↓↓↓

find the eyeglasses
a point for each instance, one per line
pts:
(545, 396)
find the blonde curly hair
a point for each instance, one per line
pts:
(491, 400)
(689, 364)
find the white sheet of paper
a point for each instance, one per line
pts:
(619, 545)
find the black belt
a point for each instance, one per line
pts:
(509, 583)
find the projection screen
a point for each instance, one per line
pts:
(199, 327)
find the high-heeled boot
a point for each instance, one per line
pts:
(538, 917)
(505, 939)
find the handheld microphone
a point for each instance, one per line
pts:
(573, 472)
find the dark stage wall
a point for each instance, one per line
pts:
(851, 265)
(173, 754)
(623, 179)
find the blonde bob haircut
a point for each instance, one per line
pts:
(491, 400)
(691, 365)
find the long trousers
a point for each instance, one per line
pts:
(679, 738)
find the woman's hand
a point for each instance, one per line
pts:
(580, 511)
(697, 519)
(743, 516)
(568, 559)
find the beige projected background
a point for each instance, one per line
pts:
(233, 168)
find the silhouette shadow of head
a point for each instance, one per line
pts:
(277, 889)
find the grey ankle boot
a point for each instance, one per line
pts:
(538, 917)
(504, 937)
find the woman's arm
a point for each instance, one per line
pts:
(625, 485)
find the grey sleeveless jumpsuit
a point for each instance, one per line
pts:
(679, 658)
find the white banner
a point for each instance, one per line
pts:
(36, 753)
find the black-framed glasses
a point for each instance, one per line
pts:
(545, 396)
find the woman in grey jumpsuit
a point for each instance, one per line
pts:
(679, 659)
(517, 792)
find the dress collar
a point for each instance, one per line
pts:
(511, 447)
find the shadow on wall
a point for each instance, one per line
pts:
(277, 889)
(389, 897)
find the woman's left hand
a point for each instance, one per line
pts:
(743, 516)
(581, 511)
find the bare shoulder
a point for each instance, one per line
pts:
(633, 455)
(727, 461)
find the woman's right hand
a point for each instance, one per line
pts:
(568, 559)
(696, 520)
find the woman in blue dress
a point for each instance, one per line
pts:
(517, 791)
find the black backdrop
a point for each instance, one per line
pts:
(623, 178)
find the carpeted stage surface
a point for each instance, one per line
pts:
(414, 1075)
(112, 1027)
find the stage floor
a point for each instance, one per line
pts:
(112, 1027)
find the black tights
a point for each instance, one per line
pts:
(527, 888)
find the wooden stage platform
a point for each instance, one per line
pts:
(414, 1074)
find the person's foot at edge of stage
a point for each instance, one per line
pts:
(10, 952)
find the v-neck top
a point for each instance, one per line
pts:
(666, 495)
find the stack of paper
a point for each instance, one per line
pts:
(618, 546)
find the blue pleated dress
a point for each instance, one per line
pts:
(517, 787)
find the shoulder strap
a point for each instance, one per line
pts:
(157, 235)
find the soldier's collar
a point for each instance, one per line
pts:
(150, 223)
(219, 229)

↑↑↑

**Problem to solve**:
All of the material must be written out again without any change.

**Your solution**:
find the eyeglasses
a point for each instance, one per line
pts:
(545, 396)
find the blonde curly hair
a point for each instance, one per line
pts:
(491, 400)
(689, 364)
find the white sheet of paper
a point for each instance, one per line
pts:
(619, 545)
find the black belt
a point for each instance, one per line
pts:
(509, 583)
find the projection screen
a point for each instance, one per line
pts:
(199, 327)
find the high-heeled boot
a point for each instance, one per line
pts:
(538, 917)
(505, 939)
find the handheld microphone
a point for each instance, one per line
pts:
(573, 472)
find the dark stage wall
a point for each instance, one per line
pts:
(851, 265)
(173, 754)
(623, 179)
find the blonde bob haircut
a point for each instance, one per line
pts:
(491, 400)
(691, 365)
find the long trousers
a point for each instance, one per line
pts:
(679, 738)
find the woman's hand
a point for each instance, one per line
pts:
(580, 511)
(697, 519)
(743, 516)
(568, 559)
find the beige projected background
a point for each instance, one per line
pts:
(233, 168)
find the silhouette shadow of head
a point for each instance, one per line
pts:
(277, 889)
find the grey ankle boot
a point for each instance, one per line
pts:
(538, 917)
(504, 937)
find the woman's arm
a point for each instance, one per line
pts:
(625, 485)
find the grey sleeveless jumpsuit
a point for each instance, one per line
pts:
(679, 658)
find the white banner
a point for each instance, one per line
pts:
(36, 753)
find the black-framed glasses
a point for each instance, one per line
pts:
(545, 396)
find the woman in grey jumpsuit
a point for each instance, one per line
pts:
(679, 659)
(517, 792)
find the dress collar
a point for each instance, one per line
pts:
(511, 447)
find the shadow on wall
a point for each instance, one per line
pts:
(277, 889)
(389, 897)
find the woman's left hand
a point for each instance, one per line
pts:
(743, 516)
(581, 511)
find the bare shoulder
a point for each instance, one per line
pts:
(633, 455)
(727, 461)
find the woman's right hand
a point for each instance, one per line
pts:
(568, 559)
(696, 520)
find the woman in blue dress
a point for each instance, one per line
pts:
(517, 791)
find the black backdrop
a point for each instance, one per line
pts:
(623, 178)
find the carpeted stage surface
a point for each instance, one per line
pts:
(414, 1075)
(112, 1027)
find the stage floor
a point for each instance, one per line
pts:
(112, 1027)
find the black tights
a point for each instance, one per line
pts:
(527, 888)
find the wooden stage platform
a point for each instance, one per line
pts:
(414, 1074)
find the person's foot at edge of stage
a point for each instance, one per line
pts:
(10, 952)
find the v-neck top
a point for each instance, one per line
pts:
(666, 495)
find the stack of paper
a point for each instance, one per line
pts:
(618, 546)
find the blue pleated dress
a point for each instance, one per line
pts:
(517, 787)
find the shoulder strap
a point for each instance, one per line
pts:
(157, 235)
find the soldier's collar
a point for each instance, one per line
pts:
(150, 223)
(219, 229)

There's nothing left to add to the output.